__SET TASK__
Print all the records exactly, please.

__DATA SUPPLIED__
◆ ◆ ◆

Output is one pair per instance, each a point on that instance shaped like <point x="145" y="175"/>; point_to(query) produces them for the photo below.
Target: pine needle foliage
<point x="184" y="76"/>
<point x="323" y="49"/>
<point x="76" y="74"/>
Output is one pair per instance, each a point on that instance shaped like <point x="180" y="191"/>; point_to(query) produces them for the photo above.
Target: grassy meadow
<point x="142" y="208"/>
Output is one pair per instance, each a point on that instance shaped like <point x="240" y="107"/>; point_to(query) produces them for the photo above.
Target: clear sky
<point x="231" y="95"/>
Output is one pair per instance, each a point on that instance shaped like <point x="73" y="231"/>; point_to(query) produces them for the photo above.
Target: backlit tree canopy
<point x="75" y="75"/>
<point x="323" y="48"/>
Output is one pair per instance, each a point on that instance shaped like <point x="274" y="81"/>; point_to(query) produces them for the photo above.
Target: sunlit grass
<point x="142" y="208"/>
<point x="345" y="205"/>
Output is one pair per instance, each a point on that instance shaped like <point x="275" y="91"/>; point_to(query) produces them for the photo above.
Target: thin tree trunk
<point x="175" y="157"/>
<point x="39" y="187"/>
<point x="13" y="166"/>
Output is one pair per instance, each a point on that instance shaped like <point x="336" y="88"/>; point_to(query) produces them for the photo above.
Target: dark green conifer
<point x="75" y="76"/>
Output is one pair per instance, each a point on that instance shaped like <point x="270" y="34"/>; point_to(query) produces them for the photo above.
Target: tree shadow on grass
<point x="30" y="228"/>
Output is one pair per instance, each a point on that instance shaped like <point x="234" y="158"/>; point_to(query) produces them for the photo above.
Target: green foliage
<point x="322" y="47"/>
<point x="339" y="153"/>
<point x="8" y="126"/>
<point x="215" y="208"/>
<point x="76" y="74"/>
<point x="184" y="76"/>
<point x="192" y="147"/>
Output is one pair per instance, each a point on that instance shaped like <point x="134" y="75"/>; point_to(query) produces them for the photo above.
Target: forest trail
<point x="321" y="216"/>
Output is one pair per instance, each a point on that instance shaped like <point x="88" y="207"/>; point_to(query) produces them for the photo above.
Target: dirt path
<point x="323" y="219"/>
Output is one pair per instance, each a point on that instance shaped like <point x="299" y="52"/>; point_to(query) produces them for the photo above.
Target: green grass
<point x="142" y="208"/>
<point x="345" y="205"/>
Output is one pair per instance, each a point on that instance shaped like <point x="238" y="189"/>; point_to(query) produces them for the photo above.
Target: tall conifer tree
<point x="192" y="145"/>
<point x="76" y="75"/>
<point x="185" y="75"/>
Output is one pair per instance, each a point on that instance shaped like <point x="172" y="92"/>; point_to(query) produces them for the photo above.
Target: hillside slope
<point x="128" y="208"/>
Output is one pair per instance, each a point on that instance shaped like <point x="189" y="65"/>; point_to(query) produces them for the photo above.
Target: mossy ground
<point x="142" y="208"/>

◆ ◆ ◆

__WORKED SOLUTION__
Output is one pair per instance, each a point on that instance shaped like <point x="145" y="175"/>; point_to(query) produces them for the photo below.
Target: pine needle foliage
<point x="184" y="76"/>
<point x="323" y="49"/>
<point x="76" y="74"/>
Output is one pair per instance, each a point on that instance shaped like <point x="180" y="191"/>; point_to(query) produces them for the photo above.
Target: grassy meadow
<point x="142" y="208"/>
Output is one pair per instance, each a point on that instance shaped like <point x="240" y="107"/>; point_to(query) produces them for the photo above.
Target: clear sky
<point x="231" y="95"/>
Output is one pair per instance, each a point on that instance shaped like <point x="73" y="231"/>; point_to(query) produces them for the photo above.
Target: backlit tree canopy
<point x="75" y="75"/>
<point x="323" y="48"/>
Output is one pair per instance, each a point on that instance shaped like <point x="274" y="81"/>; point_to(query) produces them for the photo above.
Target: sunlit grass
<point x="142" y="208"/>
<point x="345" y="205"/>
Output is one pair per instance, each a point on that instance shaped like <point x="275" y="91"/>; point_to(query) produces them for the photo above.
Target: thin tree trunk
<point x="175" y="157"/>
<point x="39" y="187"/>
<point x="13" y="166"/>
Output is one pair per instance, each a point on that instance shaped like <point x="336" y="88"/>; point_to(query) produces them for the photo above.
Target: dark green conifer
<point x="75" y="76"/>
Output is one pair per instance, each a point on that instance shaped like <point x="270" y="34"/>; point_to(query) produces them for the photo above.
Target: tree shadow on grass
<point x="30" y="228"/>
Output is one pair per instance, each a point on that instance shaped like <point x="234" y="158"/>; point_to(query) produces them for the photo above.
Target: green foliage
<point x="322" y="47"/>
<point x="339" y="153"/>
<point x="8" y="126"/>
<point x="215" y="208"/>
<point x="76" y="74"/>
<point x="184" y="76"/>
<point x="192" y="147"/>
Output is one pair per instance, each a point on that instance shaped like <point x="134" y="75"/>; point_to(query) produces them for the photo above.
Target: forest trail
<point x="321" y="216"/>
Output is one pair per instance, each a point on that instance shaped like <point x="88" y="207"/>; point_to(query) produces them for the photo above.
Target: dirt path
<point x="323" y="219"/>
Output is one pair per instance, each a point on that instance shaped like <point x="299" y="52"/>; point_to(query) produces them for the photo above.
Target: green grass
<point x="142" y="208"/>
<point x="345" y="205"/>
Output is one pair per instance, each a point on that instance shaped like <point x="238" y="189"/>; point_to(query) produces them for the photo above.
Target: tall conifer tree
<point x="192" y="145"/>
<point x="76" y="75"/>
<point x="185" y="75"/>
Output is one pair per instance, each a point on that instance shaped like <point x="172" y="92"/>; point_to(query) produces them for the photo above.
Target: hillside slope
<point x="128" y="208"/>
Output is one pair per instance, each a point on that instance shaped like <point x="189" y="65"/>; point_to(query) produces them for the photo above.
Target: mossy ground
<point x="142" y="208"/>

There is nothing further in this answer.